Source text —
★ ★ ★ ★ ★ ★ ★

Ramaswamy then said he thought ideally they should be having the conversation without regard to their ethnicity or color of their skin.

“I’m not saying you shouldn’t express your views,” Lemon said. “But that you’re sitting here, whatever ethnicity you are, splaining to me what it’s like to be Black in America. I’m sorry.”

The question hung in the air even after he answered Lemon. “Whatever ethnicity I am? I’ll tell you what ethnicity I am, I’m an Indian American,” Ramaswamy said. Ramaswamy’s name and features should have left no doubt his forbears were from the subcontinent but that’s probably not what Lemon meant. The statement translates to: how dare a person as privileged in life as you dare question someone who is. Lemon’s interrogative does not, as some might think, refer to race; it refers to advantage.

★ ★ ★ ★ ★ ★ ★

Provided information —
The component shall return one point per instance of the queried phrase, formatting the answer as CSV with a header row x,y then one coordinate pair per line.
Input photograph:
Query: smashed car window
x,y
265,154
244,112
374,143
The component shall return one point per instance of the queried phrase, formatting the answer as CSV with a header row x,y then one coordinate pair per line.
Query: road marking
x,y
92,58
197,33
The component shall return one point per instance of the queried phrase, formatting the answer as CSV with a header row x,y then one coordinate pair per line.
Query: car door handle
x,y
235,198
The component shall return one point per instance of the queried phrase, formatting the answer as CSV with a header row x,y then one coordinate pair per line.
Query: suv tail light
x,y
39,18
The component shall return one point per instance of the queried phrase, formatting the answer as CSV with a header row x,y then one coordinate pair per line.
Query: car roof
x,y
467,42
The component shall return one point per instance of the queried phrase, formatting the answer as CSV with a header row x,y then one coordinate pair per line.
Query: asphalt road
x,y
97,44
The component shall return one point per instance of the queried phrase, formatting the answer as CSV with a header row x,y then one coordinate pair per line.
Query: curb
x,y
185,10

★ ★ ★ ★ ★ ★ ★

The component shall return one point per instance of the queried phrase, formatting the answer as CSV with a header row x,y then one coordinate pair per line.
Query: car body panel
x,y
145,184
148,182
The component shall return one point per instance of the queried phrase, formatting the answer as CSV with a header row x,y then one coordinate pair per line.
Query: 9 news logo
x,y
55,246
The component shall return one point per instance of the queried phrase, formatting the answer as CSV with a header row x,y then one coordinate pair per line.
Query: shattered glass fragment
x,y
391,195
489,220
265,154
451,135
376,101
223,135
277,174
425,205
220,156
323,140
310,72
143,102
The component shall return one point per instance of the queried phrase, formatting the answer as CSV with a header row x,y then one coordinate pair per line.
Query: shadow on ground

★ ★ ★ ★ ★ ★ ★

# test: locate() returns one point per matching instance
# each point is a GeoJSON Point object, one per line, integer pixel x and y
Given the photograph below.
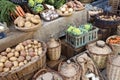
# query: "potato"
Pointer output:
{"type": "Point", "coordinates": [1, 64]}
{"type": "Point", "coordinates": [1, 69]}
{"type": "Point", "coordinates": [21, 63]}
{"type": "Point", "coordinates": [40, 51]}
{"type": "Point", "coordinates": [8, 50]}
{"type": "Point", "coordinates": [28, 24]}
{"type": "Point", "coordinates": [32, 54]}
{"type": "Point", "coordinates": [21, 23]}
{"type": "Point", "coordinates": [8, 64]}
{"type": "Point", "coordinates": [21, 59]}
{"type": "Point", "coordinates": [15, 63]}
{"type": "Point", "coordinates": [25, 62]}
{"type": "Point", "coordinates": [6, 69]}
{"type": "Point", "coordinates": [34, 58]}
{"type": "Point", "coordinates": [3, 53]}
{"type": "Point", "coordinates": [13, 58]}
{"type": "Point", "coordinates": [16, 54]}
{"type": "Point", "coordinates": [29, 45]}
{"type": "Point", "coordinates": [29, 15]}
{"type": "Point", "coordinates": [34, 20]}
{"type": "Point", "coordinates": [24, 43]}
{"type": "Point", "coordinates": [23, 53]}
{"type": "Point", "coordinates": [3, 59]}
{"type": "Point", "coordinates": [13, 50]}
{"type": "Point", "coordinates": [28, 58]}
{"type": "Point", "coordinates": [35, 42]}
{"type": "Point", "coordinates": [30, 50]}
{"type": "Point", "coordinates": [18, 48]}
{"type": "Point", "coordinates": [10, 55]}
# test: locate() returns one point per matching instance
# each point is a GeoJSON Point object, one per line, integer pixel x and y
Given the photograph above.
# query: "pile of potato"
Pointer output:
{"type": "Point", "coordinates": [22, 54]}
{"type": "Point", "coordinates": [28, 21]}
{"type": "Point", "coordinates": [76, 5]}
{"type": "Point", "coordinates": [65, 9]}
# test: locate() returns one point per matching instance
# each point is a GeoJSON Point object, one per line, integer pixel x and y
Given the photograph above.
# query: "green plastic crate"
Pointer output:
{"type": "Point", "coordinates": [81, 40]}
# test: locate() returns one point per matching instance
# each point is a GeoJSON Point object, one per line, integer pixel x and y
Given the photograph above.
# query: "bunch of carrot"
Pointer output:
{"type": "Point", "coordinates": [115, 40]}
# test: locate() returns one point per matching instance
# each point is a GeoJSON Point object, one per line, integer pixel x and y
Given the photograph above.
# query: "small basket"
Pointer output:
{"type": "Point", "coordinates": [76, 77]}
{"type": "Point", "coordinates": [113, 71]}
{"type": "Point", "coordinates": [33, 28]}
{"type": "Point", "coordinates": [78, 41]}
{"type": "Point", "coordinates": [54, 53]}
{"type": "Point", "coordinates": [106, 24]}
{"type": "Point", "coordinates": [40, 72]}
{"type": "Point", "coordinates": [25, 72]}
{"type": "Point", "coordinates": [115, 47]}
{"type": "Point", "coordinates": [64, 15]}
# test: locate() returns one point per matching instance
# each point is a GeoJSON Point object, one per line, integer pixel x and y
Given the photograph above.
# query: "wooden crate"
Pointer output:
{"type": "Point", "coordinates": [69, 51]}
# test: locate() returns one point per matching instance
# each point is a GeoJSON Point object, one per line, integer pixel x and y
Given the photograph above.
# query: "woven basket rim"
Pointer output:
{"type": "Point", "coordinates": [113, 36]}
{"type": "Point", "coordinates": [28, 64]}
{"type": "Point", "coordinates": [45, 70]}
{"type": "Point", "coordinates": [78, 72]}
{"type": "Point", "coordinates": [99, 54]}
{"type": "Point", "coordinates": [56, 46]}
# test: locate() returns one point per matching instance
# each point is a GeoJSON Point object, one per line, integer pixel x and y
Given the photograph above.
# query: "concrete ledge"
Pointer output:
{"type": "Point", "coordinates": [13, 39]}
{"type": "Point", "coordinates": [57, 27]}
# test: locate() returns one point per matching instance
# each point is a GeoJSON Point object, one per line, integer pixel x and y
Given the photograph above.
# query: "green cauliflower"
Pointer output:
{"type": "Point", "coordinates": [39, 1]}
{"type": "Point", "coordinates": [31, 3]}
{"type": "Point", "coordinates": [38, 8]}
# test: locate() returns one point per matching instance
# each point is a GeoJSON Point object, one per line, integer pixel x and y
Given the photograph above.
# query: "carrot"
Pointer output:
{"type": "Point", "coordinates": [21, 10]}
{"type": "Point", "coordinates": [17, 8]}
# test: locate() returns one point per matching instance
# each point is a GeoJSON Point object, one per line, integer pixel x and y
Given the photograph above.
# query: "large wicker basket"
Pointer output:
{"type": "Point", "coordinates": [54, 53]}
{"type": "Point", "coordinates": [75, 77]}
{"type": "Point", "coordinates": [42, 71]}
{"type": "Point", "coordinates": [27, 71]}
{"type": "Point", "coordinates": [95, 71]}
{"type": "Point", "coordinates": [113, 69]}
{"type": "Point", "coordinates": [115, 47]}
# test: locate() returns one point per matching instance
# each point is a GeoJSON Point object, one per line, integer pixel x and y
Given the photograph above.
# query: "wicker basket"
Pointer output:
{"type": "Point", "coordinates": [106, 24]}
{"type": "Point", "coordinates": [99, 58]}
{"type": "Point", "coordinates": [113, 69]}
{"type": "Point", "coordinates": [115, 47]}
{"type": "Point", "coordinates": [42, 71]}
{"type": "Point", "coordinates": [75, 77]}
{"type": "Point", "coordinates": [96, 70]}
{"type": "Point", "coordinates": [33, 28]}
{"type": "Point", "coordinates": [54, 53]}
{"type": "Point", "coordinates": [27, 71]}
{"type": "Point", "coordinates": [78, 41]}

★ ★ ★ ★ ★ ★ ★

The problem — Reproduce word for word the part of the passage about Lemon and Ramaswamy that begins at the words "Ramaswamy then said" and stops after "refers to advantage.". Rely only on the passage about Lemon and Ramaswamy, not on the data.

Response below —
Ramaswamy then said he thought ideally they should be having the conversation without regard to their ethnicity or color of their skin.

“I’m not saying you shouldn’t express your views,” Lemon said. “But that you’re sitting here, whatever ethnicity you are, splaining to me what it’s like to be Black in America. I’m sorry.”

The question hung in the air even after he answered Lemon. “Whatever ethnicity I am? I’ll tell you what ethnicity I am, I’m an Indian American,” Ramaswamy said. Ramaswamy’s name and features should have left no doubt his forbears were from the subcontinent but that’s probably not what Lemon meant. The statement translates to: how dare a person as privileged in life as you dare question someone who is. Lemon’s interrogative does not, as some might think, refer to race; it refers to advantage.